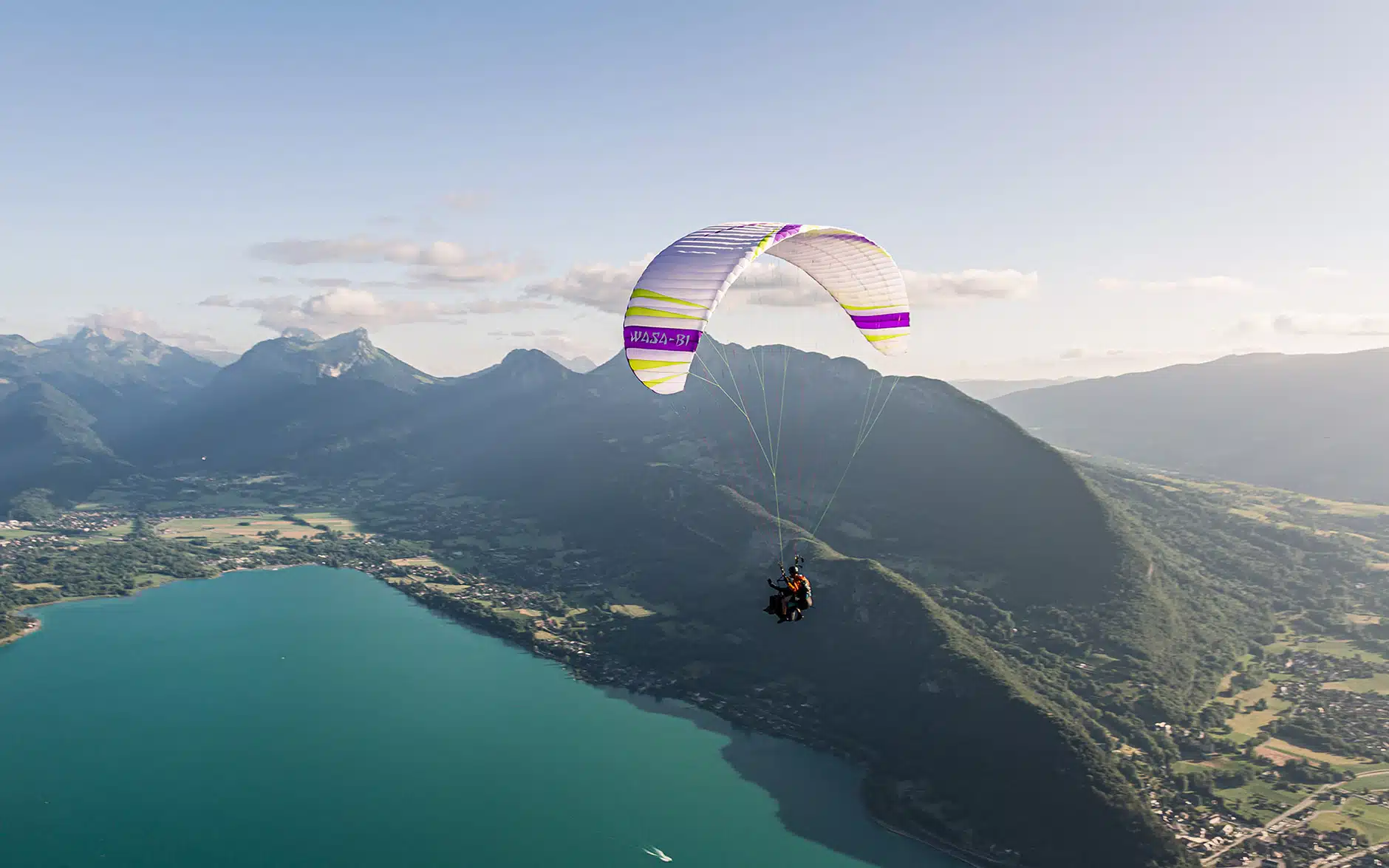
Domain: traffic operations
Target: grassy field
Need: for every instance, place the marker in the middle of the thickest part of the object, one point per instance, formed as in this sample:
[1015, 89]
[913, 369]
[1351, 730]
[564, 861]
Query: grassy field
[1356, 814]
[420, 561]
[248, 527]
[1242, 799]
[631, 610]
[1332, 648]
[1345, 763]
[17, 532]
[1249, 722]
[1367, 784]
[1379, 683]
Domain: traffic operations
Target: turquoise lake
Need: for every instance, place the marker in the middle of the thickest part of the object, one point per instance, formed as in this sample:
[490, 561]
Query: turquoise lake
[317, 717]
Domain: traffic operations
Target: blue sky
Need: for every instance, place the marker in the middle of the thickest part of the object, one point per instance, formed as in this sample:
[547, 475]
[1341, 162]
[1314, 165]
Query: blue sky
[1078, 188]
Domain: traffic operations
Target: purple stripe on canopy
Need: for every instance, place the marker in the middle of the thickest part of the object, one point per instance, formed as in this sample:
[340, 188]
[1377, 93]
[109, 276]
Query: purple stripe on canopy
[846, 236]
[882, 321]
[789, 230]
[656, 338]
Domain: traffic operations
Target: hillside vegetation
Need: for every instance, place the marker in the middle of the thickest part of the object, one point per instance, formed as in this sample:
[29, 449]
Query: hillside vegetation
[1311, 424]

========================================

§ Task statement
Copy out every one of the rows above word for word, omitting the pictures.

§ Exercise response
Domain: traffic operations
Target: grassy field
Need: for every instance, place the marker in the middle of the thickest part of the object, one point per instance, formed as in this sample:
[1015, 89]
[913, 369]
[1351, 730]
[564, 861]
Query: grassy field
[1356, 814]
[420, 561]
[248, 527]
[1242, 799]
[631, 610]
[1332, 648]
[1345, 763]
[17, 532]
[1249, 722]
[1367, 784]
[1379, 683]
Domain: traffic operations
Target: turquoise lake
Need: for every instance, place the marker in the middle of the thickest part of the object, one point per instance, formed as in this sample:
[490, 561]
Query: turquoise lake
[317, 717]
Domain: traffic operations
Target: blue sky
Need: for every instance, place the marker in the middle of the thickest part of the object, one point per instance, formed as in this sample:
[547, 475]
[1341, 162]
[1314, 165]
Query: blue sky
[1078, 188]
Domain: traffic operations
Target: purple stripe on canopy
Need: for every instance, place the marker in the middle of the thickest part of the object, one point per instance, formed as in this sample:
[340, 188]
[1377, 93]
[109, 276]
Query: purple stripe on canopy
[846, 236]
[882, 321]
[789, 230]
[656, 338]
Domain: traffic operations
Target: hillside vegetation
Need: for every instance, place the marker in the middle of the thickest part of the object, one point per instance, formed as in this sample:
[29, 449]
Query: hillside vegetation
[1311, 424]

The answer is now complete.